Supplied passage:
-- -- --
United Kingdom Architecture News - Jan 28, 2015 - 11:16   2603 views

Winy Maas Discusses What Makes A Successful City Region

image from Video

A video is now available of a lecture Winy Maas recently gave in Scotland  on the theme of What Makes a Successful City Region'. The session also featured a panel discussion and was chaired by Kevin Murray, chairman of the Scottish Planning Skills Forum. Winy discussed how ideas which initially seem speculative, provocative and visionary, can become reality over time (e.g. solar mountains; hotels at 4000m; limitations on settlement fringe envelopes). In a further scaling up of ‘what makes a successful city region’ Winy spoke of the importance of Agenda Making and linking to wider ideals such as sustainability and placemaking.

The event, focused on three topics as introduced by Graham Ross, Head of Architecture and Design Scotland (A+DS):

• What visual thinking, tools and techniques can help develop planning concepts and convey regional/national spatial planning?
• What is an appropriate level of ambition, detail and timeframe for such plans?
• What scope is there for research and testing of alternative strategies toward refining visionary spatial planning?
-- -- --
Record extracts:
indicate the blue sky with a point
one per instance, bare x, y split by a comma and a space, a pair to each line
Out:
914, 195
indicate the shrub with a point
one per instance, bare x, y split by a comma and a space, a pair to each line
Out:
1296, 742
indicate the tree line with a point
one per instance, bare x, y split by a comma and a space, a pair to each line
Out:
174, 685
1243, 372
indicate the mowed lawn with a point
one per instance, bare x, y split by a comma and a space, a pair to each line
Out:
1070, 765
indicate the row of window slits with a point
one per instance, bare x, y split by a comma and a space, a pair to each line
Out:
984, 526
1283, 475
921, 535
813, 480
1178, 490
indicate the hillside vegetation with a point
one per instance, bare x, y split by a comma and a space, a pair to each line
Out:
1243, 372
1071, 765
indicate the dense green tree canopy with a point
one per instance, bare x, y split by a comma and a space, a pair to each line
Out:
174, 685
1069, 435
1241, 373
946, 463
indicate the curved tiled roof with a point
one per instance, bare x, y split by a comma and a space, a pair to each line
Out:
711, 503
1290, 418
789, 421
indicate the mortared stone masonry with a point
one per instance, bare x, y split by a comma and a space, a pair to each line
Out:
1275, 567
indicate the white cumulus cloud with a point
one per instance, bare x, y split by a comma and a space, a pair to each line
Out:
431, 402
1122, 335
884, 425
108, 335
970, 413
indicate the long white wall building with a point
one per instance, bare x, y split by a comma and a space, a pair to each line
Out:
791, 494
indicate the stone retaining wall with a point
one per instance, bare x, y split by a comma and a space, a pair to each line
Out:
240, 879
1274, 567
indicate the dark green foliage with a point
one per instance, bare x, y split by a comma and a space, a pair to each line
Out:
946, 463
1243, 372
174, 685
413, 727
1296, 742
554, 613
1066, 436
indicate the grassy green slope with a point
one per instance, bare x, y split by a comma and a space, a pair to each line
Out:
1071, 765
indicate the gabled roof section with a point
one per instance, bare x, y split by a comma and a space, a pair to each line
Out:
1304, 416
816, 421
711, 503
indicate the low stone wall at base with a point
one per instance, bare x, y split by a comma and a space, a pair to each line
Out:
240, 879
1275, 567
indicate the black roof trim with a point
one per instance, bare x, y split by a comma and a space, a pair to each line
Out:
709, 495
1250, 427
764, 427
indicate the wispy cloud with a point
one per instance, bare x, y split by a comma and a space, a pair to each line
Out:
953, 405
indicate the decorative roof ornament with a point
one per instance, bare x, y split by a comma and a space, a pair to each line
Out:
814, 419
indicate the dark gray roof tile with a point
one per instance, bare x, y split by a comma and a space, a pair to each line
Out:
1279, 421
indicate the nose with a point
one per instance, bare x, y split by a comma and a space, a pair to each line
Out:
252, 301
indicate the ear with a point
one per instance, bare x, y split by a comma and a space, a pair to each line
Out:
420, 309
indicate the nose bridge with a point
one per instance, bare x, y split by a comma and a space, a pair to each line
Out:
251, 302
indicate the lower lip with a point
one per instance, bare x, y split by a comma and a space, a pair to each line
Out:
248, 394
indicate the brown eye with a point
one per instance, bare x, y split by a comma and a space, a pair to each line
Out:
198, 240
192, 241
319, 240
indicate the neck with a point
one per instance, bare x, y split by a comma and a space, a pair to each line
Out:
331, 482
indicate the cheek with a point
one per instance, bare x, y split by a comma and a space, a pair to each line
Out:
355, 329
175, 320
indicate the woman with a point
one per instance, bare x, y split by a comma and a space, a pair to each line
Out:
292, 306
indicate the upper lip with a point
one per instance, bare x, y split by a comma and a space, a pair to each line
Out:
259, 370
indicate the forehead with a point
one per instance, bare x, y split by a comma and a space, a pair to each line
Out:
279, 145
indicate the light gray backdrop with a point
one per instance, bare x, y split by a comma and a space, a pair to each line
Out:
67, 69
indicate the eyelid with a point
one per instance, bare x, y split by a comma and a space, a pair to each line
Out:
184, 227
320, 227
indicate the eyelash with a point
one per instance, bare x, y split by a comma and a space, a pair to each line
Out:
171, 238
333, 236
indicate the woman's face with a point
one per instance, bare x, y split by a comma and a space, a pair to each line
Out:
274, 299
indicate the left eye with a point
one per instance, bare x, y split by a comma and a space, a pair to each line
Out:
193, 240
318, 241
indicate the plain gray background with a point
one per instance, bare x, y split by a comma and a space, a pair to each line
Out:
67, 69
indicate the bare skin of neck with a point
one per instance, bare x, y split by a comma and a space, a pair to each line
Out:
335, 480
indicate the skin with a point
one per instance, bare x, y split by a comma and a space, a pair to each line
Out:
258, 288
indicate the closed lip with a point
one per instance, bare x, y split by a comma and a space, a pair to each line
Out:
-- -- --
Given instruction 1: In the news item about Winy Maas's lecture, translate this sentence into Spanish: "The session also featured a panel discussion and was chaired by Kevin Murray, chairman of the Scottish Planning Skills Forum."
Given instruction 2: According to the news item about Winy Maas's lecture, who introduced the three topics the event focused on?
Given instruction 3: Continue the news item about Winy Maas's lecture in Scotland, picking up after its final bullet point.

Task response 1: La sesión también incluyó una mesa redonda y fue presidida por Kevin Murray, presidente del Scottish Planning Skills Forum.

Task response 2: Graham Ross, Head of Architecture and Design Scotland (A+DS).

Task response 3:
In his introduction to ‘region making and the power of regions’ Winy described that Rotterdam has been identified as a place worth visiting because of the power of iconic architecture and its influence on urbanism. He stated we need to better integrate architecture, which needs to be more appropriate and focus beyond objects, and planning which needs to become more sexy! Through illustrating a number of projects Winy showed how the gap between architecture/objects and urbanism / spaces can be bridged, and how successful city regions can be considered by working across scales of thinking.

Building upon the idea that strategic issues can be scaled up from smaller starting points, Winy spoke about exploratory studies for ‘regions in the world’ that speculate on possible optimised futures for how different regions might behave, and where activities might best take place. In this study different regions take on different roles in an optimised world.